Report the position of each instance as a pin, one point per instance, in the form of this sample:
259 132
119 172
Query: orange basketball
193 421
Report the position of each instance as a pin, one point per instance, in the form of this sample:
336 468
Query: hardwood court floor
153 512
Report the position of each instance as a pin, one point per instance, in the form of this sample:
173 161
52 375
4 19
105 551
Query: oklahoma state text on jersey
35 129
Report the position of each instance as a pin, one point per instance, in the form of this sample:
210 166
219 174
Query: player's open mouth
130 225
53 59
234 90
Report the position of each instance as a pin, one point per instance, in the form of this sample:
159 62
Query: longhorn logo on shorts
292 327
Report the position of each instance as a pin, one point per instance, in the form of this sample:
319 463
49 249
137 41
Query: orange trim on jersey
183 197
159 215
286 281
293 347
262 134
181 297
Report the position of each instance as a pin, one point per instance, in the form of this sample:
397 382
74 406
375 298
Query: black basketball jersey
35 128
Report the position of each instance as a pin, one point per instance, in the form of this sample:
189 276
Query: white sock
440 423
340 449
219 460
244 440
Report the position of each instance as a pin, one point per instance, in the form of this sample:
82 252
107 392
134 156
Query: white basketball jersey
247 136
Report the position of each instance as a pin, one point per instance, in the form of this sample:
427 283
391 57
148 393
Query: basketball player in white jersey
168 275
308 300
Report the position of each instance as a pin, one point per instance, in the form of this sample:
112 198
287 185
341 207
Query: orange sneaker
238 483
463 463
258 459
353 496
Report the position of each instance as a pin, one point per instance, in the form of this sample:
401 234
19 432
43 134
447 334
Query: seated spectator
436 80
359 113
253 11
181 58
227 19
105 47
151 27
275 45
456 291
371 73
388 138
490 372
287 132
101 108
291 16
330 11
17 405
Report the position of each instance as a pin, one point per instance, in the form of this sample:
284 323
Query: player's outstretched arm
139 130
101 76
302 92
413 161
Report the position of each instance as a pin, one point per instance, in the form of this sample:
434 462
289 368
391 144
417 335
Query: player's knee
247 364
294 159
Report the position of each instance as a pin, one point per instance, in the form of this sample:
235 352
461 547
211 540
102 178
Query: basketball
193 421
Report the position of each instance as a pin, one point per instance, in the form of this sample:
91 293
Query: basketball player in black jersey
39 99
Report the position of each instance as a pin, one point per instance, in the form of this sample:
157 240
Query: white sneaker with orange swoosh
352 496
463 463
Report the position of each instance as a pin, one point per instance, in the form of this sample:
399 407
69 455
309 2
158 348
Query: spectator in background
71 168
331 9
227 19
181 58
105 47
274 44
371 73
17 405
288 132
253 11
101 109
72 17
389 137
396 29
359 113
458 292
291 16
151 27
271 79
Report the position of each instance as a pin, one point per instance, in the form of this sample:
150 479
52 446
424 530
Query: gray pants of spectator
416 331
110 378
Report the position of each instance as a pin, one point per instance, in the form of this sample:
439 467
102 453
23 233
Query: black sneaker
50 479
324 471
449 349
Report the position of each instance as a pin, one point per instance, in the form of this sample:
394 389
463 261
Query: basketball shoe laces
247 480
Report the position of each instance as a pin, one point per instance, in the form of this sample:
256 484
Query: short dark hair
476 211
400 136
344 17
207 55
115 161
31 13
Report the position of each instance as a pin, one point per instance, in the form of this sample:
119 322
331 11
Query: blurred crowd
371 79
☆ ☆ ☆ ☆
Work order: Give back exactly the lines from the one that contains "Query: white sneaker with orange swoosh" to the end of the material, both ends kept, and no other line.

Task response:
Query: white sneaker with orange swoosh
352 496
463 463
Report the position of each instance as a pin, one point per instance, in the form of this sample:
399 407
69 455
309 2
158 348
Query: spectator in background
71 168
331 9
227 19
181 58
105 47
274 44
371 73
17 405
288 132
253 11
101 109
72 17
389 137
396 29
359 113
458 292
291 16
151 27
271 79
Report the position of each instance as a pin, one point per instance, in the form of this sample:
150 479
52 446
424 530
Query: gray pants of spectator
416 331
110 378
Report the position of each instance as a pin, one point per instance, in the form of this sample:
439 467
102 453
23 233
Query: black sneaker
50 479
324 471
449 349
Report the position of each instance as a pin, one point per instance, in the form of this sample:
394 389
463 261
Query: basketball shoe laces
247 480
Report the position of each instance as a pin, one point per instance, in the form of this sample:
256 484
Query: short dark hair
476 211
400 136
344 17
207 55
115 161
31 13
Report the position of each instance as a pin, one point per instance, in the form of this sample:
119 322
331 11
Query: blurred crowd
371 79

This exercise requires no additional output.